■ **PROBLEM DESCRIPTION**
Show each line of the data below that contains the word "black", copied in full.

─── MATERIAL FOR THE TASK

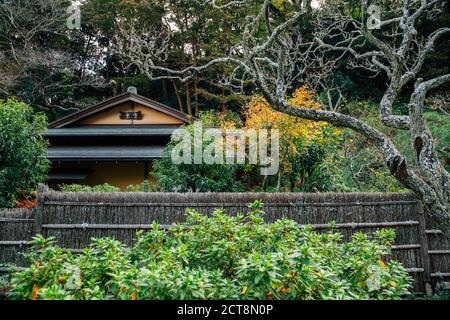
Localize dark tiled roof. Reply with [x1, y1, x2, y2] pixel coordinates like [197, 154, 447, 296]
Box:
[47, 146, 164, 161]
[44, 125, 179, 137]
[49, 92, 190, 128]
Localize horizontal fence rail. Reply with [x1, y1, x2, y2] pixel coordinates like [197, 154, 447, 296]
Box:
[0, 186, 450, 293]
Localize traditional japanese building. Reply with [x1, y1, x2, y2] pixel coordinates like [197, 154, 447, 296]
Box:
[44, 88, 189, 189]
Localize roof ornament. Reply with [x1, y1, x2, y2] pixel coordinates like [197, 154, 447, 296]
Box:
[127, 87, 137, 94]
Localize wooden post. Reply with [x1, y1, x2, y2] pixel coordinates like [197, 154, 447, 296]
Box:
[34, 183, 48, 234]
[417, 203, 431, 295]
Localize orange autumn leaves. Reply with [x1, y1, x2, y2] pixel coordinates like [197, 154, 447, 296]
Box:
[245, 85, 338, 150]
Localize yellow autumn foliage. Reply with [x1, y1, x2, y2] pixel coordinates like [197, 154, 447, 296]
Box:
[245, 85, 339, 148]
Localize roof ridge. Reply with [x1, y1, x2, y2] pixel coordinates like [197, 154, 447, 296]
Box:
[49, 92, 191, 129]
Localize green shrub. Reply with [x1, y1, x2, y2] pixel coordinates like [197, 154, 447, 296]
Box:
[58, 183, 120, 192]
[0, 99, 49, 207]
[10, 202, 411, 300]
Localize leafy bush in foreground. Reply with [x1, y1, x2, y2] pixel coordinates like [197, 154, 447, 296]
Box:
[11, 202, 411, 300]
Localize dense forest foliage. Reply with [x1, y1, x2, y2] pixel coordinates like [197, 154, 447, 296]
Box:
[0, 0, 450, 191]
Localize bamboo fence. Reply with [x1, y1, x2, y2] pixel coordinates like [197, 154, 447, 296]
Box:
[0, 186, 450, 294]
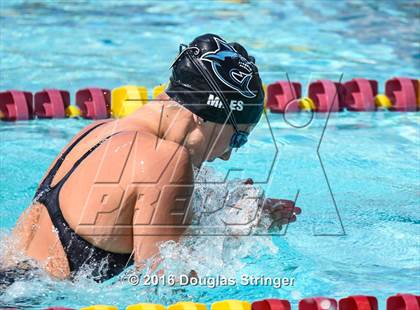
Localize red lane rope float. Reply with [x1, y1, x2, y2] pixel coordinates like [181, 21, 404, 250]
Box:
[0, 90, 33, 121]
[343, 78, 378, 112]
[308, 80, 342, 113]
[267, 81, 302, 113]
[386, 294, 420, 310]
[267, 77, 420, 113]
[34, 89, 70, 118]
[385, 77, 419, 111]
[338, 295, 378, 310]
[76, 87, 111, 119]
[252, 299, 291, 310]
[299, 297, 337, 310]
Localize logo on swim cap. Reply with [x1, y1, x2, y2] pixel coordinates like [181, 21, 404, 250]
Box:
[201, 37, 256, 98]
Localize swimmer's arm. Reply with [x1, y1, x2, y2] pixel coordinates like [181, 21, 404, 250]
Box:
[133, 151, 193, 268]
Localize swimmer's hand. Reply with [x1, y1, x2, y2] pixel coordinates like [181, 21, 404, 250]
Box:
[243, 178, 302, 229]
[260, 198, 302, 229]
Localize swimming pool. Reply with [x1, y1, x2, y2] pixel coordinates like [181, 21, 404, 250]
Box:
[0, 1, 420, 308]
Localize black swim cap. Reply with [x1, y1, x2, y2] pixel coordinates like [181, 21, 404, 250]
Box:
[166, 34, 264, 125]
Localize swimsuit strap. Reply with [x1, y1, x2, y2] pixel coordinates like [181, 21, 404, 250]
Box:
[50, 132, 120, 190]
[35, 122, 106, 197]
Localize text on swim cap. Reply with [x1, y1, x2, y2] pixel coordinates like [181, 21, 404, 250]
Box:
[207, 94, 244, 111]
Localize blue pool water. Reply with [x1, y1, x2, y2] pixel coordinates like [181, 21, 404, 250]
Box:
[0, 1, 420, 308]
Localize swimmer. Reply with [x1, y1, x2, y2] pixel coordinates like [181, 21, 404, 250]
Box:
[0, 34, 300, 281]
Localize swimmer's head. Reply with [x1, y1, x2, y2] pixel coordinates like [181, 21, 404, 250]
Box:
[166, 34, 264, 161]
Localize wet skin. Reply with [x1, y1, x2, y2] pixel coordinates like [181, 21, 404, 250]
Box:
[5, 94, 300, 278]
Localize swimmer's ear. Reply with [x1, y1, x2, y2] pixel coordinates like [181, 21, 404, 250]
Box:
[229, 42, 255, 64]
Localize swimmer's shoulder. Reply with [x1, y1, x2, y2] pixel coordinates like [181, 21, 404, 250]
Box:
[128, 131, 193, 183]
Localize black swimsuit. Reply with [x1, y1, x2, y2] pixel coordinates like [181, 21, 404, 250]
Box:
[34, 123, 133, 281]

──────

■ **FINISHED EXERCISE**
Localize black swim cap. Reply with [x1, y1, x2, y2] pixel coordinates like [181, 21, 404, 250]
Localize black swimsuit. Reply with [x1, y1, x2, y2] pixel coordinates like [181, 21, 404, 250]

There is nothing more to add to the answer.